■ **Problem**
Of the lines below, write out exactly those from the line with "Target: man's ear" through the line with "phrase -- gravel parking lot", both included, and skip the rest.

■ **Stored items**
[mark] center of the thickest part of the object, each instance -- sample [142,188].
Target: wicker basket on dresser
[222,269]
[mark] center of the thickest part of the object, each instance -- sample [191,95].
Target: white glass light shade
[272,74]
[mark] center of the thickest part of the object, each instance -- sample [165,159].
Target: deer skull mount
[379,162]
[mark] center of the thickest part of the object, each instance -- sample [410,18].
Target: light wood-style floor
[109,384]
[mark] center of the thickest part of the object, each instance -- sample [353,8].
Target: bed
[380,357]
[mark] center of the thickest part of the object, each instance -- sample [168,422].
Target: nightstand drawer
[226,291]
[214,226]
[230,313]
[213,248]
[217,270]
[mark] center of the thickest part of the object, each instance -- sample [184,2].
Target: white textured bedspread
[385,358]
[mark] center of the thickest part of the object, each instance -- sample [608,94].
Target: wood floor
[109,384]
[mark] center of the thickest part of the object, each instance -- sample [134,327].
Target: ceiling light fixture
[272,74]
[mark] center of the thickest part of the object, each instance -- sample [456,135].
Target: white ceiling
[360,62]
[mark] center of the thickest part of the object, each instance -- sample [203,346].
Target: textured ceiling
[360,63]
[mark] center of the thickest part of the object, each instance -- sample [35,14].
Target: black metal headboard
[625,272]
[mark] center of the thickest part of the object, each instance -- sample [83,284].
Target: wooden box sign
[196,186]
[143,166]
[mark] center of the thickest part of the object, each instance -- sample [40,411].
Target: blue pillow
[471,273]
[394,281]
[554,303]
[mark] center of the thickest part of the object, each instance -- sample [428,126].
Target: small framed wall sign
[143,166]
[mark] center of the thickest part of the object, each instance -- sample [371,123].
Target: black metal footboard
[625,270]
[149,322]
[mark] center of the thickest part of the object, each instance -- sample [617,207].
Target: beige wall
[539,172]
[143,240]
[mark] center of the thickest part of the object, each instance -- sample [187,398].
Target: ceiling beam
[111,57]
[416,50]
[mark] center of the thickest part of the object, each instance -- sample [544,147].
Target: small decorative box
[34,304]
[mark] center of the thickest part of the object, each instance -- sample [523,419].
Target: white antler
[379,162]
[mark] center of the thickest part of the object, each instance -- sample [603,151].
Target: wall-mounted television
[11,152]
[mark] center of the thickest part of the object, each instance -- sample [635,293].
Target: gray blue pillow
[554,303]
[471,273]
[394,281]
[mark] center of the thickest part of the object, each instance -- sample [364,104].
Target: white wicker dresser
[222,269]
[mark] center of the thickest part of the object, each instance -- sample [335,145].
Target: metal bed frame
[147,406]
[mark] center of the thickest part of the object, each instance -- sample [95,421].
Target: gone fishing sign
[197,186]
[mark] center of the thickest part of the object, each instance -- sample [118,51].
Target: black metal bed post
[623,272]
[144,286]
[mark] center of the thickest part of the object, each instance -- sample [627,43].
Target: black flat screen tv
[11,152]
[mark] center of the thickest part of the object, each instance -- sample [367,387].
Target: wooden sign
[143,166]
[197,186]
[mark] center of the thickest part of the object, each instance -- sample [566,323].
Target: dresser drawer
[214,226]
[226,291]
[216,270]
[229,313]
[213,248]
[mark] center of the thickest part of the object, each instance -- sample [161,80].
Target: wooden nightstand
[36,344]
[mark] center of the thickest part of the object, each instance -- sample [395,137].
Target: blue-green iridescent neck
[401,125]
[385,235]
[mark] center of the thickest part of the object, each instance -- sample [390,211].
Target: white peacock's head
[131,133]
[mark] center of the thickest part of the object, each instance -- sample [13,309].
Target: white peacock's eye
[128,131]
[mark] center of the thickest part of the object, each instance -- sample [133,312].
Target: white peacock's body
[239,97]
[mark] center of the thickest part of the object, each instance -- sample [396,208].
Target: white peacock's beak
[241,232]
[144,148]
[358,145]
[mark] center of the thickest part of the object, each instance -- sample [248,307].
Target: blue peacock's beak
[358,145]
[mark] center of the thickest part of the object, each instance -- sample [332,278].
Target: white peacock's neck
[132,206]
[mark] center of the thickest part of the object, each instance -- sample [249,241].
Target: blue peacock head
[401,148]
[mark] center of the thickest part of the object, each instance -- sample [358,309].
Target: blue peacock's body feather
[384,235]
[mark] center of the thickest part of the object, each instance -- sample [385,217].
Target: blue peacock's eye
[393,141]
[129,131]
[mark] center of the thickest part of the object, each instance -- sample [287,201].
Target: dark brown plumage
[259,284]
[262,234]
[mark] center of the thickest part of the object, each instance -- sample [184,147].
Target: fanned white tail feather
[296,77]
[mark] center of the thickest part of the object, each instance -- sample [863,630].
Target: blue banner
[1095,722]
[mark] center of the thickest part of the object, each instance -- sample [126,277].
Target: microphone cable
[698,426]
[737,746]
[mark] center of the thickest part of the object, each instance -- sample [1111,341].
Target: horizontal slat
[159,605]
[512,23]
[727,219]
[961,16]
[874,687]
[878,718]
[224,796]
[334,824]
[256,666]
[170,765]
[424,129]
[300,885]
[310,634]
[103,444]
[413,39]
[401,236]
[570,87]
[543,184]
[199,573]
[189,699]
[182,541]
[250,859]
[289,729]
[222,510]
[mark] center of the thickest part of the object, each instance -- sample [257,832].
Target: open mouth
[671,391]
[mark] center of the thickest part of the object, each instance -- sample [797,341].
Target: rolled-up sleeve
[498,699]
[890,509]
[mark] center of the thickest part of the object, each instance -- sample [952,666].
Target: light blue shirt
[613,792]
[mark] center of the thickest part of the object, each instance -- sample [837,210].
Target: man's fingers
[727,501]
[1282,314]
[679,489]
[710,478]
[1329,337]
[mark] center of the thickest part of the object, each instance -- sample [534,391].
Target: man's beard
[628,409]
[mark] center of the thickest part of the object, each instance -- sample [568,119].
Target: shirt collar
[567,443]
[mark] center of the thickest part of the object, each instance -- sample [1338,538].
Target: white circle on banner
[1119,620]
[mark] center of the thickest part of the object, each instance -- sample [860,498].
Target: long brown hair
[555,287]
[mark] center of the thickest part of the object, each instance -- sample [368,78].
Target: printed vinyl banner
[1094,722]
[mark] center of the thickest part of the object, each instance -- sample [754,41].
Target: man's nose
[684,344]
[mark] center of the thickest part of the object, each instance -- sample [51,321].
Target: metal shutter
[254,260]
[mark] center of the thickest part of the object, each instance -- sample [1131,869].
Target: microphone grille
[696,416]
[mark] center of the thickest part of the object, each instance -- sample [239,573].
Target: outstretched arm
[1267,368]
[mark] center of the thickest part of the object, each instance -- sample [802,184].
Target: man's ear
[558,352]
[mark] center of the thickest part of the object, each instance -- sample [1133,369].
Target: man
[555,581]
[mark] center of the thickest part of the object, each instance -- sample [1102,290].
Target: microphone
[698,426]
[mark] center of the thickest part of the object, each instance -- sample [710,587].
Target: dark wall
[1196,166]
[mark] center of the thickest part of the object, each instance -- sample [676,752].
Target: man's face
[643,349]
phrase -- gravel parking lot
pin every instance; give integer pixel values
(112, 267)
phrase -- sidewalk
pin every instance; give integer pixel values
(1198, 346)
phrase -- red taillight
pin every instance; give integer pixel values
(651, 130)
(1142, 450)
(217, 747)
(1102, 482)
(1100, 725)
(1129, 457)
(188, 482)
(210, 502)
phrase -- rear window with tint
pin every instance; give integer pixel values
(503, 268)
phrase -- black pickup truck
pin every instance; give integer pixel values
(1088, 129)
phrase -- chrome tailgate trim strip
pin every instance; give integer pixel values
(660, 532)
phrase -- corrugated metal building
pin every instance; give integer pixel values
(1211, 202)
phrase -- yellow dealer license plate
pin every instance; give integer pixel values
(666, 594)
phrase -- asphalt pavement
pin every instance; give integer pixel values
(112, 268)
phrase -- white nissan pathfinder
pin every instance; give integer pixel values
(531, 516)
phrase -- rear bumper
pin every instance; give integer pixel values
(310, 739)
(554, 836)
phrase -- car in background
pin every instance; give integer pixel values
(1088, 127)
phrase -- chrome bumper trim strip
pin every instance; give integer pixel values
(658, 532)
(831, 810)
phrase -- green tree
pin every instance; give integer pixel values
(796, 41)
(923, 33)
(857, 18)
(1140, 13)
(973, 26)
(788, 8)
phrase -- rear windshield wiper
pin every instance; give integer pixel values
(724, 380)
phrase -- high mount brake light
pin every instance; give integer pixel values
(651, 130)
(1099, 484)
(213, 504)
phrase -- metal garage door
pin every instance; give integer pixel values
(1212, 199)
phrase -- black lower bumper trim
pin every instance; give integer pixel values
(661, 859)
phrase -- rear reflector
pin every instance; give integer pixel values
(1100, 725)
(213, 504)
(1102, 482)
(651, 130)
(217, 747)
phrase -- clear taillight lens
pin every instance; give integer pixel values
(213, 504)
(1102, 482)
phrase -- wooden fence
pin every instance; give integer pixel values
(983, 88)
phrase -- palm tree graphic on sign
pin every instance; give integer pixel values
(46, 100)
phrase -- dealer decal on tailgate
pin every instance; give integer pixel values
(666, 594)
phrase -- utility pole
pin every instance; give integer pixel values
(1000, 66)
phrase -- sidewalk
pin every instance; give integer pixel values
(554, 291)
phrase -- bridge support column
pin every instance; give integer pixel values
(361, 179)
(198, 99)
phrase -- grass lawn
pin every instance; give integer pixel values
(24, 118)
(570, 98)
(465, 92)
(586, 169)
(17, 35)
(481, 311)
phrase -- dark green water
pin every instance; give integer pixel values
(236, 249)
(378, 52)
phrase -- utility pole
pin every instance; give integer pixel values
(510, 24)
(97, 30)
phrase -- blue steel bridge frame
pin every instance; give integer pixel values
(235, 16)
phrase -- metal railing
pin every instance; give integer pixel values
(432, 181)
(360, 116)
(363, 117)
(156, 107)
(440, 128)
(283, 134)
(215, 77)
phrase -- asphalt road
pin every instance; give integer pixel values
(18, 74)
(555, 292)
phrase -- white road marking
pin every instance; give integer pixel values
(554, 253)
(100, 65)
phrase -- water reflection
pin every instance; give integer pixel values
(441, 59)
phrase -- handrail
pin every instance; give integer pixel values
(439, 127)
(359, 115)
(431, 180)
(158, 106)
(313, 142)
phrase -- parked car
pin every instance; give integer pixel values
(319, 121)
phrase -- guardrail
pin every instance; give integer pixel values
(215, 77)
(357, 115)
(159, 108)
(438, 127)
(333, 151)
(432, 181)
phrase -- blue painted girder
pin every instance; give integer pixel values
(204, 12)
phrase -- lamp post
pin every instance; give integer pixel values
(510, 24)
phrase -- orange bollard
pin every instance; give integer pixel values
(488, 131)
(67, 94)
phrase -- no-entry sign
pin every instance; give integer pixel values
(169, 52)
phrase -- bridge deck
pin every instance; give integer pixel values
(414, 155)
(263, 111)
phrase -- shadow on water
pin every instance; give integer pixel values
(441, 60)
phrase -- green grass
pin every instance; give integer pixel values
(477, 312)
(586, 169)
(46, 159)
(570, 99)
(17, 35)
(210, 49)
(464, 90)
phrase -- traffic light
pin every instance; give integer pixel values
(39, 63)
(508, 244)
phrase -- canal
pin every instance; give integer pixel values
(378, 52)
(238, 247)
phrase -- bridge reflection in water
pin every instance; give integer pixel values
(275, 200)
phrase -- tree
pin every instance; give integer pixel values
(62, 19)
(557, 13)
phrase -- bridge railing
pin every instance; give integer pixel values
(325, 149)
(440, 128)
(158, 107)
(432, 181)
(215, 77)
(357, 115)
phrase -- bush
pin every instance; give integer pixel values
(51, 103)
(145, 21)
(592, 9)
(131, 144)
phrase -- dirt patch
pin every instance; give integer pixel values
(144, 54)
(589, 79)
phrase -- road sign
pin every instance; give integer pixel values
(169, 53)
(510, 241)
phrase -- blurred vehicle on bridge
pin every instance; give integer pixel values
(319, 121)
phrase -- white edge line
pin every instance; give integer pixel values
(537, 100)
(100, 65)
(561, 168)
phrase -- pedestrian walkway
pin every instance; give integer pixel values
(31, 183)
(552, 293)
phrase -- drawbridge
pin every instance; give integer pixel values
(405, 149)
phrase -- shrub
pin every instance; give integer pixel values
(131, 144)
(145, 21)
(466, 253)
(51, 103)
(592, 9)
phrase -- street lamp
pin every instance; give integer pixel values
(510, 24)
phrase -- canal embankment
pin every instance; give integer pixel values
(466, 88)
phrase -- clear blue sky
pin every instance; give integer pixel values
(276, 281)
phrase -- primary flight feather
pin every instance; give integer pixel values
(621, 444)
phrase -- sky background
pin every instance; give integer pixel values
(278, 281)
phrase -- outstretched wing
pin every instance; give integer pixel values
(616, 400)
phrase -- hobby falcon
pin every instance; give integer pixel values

■ **Answer section**
Target: man's ear
[558,352]
[mark] center of the thickest part of the object, each instance -- sample [1133,369].
Target: man
[555,581]
[mark] center of the thickest part of the object, each instance -- sample [1102,290].
Target: microphone
[698,426]
[mark] center of the thickest part of the object, each instance -- sample [710,587].
Target: dark wall
[1196,166]
[mark] center of the thickest part of the object, each instance -- sample [676,752].
Target: man's face
[643,349]
phrase -- gravel parking lot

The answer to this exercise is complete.